▶ **Provided passage**:
Fast Sign Adversary Generation Example

This notebook demos finds adversary examples using MXNet Gluon and taking advantage of the gradient information

[1] Goodfellow, Ian J., Jonathon Shlens, and Christian Szegedy. "Explaining and harnessing adversarial examples." arXiv preprint arXiv:1412.6572 (2014). https://arxiv.org/abs/1412.6572



In [1]:

    
%matplotlib inline
import mxnet as mx
import numpy as np

import matplotlib.pyplot as plt
import matplotlib.cm as cm

from mxnet import gluon

Build simple CNN network for solving the MNIST dataset digit recognition task



In [17]:

    
ctx = mx.gpu() if mx.context.num_gpus() else mx.cpu()
batch_size = 128

Data Loading



In [3]:

    
transform = lambda x,y: (x.transpose((2,0,1)).astype('float32')/255., y)

train_dataset = gluon.data.vision.MNIST(train=True).transform(transform)
test_dataset = gluon.data.vision.MNIST(train=False).transform(transform)

train_data = gluon.data.DataLoader(train_dataset, batch_size=batch_size, shuffle=True, num_workers=5)
test_data = gluon.data.DataLoader(test_dataset, batch_size=batch_size, shuffle=False)

Create the network



In [4]:

    
net = gluon.nn.HybridSequential()
with net.name_scope():
    net.add(
        gluon.nn.Conv2D(kernel_size=5, channels=20, activation='tanh'),
        gluon.nn.MaxPool2D(pool_size=2, strides=2),
        gluon.nn.Conv2D(kernel_size=5, channels=50, activation='tanh'),
        gluon.nn.MaxPool2D(pool_size=2, strides=2),
        gluon.nn.Flatten(),
        gluon.nn.Dense(500, activation='tanh'),
        gluon.nn.Dense(10)

▶ **To do**:
**A.** Answer these questions using the adversary generation notebook:
(i) What batch size is set?
(ii) Which dataset is loaded for training and testing?
(iii) How many channels does the second convolutional layer have?
**B.** Translate this sentence from the adversary generation notebook into Spanish: "Build simple CNN network for solving the MNIST dataset digit recognition task"
**C.** Print the part of the adversary generation notebook starting with "from mxnet import" and going on through "mx.context.num_gpus() else mx.cpu()".
The lines that come after this point have no connection to the adversary generation notebook.

▶ **Material provided**:

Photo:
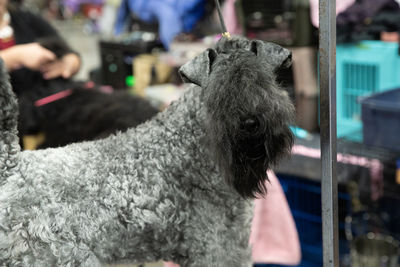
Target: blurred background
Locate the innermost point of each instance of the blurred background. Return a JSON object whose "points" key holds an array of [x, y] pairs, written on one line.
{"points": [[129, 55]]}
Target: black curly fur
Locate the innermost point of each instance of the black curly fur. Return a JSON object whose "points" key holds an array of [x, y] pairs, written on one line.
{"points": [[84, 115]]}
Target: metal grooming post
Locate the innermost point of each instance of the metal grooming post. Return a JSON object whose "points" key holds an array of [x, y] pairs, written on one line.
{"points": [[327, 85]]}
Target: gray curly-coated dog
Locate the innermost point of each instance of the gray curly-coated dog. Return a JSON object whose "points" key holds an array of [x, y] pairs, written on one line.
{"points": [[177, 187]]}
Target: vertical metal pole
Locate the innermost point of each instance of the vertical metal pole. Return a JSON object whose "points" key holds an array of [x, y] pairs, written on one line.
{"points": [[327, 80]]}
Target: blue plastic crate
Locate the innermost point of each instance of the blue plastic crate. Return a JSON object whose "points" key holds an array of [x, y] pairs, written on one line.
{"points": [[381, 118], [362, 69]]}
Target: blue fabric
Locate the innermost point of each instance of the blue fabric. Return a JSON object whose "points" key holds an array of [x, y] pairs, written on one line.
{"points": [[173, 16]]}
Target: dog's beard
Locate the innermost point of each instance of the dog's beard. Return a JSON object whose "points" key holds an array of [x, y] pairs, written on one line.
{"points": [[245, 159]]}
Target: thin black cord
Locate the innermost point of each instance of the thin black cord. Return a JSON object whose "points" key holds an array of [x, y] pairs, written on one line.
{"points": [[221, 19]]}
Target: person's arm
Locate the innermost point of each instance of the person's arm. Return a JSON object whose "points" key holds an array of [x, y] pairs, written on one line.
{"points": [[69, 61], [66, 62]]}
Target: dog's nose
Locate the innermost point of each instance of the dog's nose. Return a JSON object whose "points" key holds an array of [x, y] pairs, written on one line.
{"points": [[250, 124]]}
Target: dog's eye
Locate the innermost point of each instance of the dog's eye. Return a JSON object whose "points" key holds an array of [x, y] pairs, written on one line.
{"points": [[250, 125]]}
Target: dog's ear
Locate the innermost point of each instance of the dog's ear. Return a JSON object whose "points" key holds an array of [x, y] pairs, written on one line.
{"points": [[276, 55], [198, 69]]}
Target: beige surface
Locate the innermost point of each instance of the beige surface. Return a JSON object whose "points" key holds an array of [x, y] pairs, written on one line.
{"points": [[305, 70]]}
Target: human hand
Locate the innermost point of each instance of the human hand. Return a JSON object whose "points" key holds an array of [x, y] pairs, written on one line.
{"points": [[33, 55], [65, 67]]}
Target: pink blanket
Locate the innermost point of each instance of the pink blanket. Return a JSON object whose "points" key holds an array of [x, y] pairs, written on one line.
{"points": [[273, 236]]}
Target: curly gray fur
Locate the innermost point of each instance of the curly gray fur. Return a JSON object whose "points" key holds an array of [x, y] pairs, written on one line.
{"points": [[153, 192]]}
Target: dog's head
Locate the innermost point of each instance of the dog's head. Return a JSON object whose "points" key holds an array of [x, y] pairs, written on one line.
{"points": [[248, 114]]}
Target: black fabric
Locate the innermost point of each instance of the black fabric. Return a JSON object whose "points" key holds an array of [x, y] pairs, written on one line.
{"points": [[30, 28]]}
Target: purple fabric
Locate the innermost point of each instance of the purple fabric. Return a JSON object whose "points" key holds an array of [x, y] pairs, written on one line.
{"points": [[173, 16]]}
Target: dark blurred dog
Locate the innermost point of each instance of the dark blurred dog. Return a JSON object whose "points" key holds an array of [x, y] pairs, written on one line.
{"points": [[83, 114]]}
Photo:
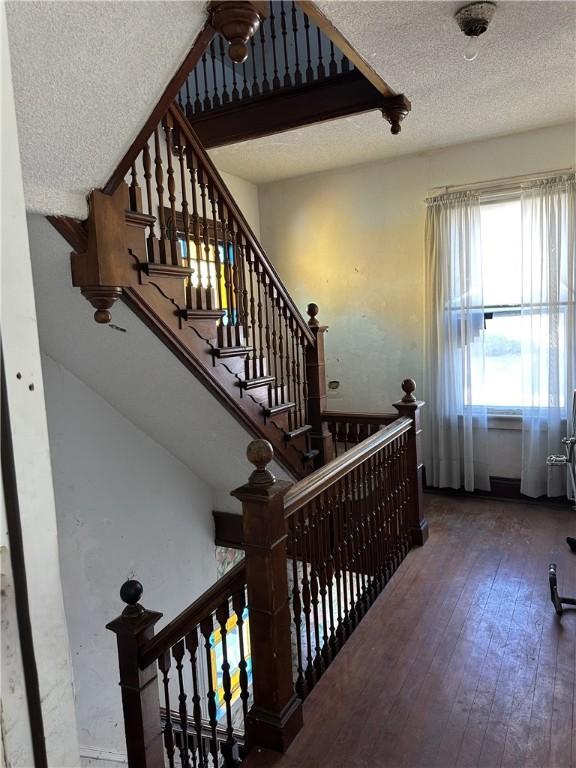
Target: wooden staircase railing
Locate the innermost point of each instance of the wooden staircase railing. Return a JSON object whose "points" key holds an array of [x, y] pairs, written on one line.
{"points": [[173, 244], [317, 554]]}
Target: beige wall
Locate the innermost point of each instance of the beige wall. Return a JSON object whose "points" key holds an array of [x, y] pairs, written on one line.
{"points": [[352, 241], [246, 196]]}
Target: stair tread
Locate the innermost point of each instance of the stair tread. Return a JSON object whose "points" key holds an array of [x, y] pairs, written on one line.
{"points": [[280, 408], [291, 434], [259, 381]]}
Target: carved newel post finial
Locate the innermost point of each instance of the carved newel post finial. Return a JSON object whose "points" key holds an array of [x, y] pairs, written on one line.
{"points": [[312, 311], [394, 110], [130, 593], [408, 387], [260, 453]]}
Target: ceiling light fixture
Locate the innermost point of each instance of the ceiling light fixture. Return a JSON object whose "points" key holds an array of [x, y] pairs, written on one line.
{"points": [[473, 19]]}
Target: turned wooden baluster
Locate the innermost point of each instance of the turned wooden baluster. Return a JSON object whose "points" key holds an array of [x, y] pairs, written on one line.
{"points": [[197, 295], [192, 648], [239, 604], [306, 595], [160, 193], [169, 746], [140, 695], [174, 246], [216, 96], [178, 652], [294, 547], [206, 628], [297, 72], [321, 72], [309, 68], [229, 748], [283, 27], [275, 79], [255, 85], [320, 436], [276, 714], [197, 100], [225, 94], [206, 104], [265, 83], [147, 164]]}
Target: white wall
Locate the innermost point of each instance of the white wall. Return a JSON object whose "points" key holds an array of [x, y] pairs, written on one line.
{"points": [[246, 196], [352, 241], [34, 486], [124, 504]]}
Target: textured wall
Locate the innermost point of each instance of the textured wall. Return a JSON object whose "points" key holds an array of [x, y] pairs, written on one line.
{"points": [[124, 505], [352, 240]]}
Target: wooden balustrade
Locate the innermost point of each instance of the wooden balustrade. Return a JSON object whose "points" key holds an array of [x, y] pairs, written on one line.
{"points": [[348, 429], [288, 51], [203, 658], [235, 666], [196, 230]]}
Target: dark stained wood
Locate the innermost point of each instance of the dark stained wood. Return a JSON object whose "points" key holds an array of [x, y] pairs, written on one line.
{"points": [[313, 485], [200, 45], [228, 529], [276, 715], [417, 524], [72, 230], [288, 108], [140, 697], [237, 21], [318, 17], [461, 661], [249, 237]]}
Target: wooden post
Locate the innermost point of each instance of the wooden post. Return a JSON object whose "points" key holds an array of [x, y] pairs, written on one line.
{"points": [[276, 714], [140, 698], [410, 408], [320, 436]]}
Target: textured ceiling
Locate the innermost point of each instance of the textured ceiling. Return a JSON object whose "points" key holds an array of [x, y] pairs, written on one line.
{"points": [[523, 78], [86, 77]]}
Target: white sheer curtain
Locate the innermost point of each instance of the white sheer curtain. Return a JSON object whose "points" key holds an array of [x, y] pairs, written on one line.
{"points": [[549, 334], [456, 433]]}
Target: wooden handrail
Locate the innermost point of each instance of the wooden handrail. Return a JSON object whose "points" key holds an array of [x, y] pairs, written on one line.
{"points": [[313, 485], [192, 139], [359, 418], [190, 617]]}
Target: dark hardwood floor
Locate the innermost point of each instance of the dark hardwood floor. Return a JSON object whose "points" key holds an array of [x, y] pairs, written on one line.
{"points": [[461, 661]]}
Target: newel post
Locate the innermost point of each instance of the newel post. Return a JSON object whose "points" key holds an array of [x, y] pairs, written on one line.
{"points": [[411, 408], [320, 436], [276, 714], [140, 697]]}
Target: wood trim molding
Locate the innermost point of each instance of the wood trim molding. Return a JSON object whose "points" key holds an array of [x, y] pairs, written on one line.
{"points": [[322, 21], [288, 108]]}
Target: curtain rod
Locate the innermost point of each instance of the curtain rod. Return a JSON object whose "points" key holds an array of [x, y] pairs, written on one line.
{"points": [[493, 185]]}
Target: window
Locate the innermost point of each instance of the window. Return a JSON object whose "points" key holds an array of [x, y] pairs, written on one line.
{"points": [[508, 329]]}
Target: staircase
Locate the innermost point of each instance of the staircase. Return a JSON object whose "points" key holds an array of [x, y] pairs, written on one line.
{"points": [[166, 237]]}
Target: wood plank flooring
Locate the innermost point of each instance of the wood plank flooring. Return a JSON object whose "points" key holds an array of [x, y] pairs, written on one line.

▶ **Solved tasks**:
**A.**
(i) 128
(ii) MNIST
(iii) 50

**B.** Construir una red CNN sencilla para resolver la tarea de reconocimiento de dígitos del conjunto de datos MNIST

**C.**
from mxnet import gluon

Build simple CNN network for solving the MNIST dataset digit recognition task



In [17]:

    
ctx = mx.gpu() if mx.context.num_gpus() else mx.cpu()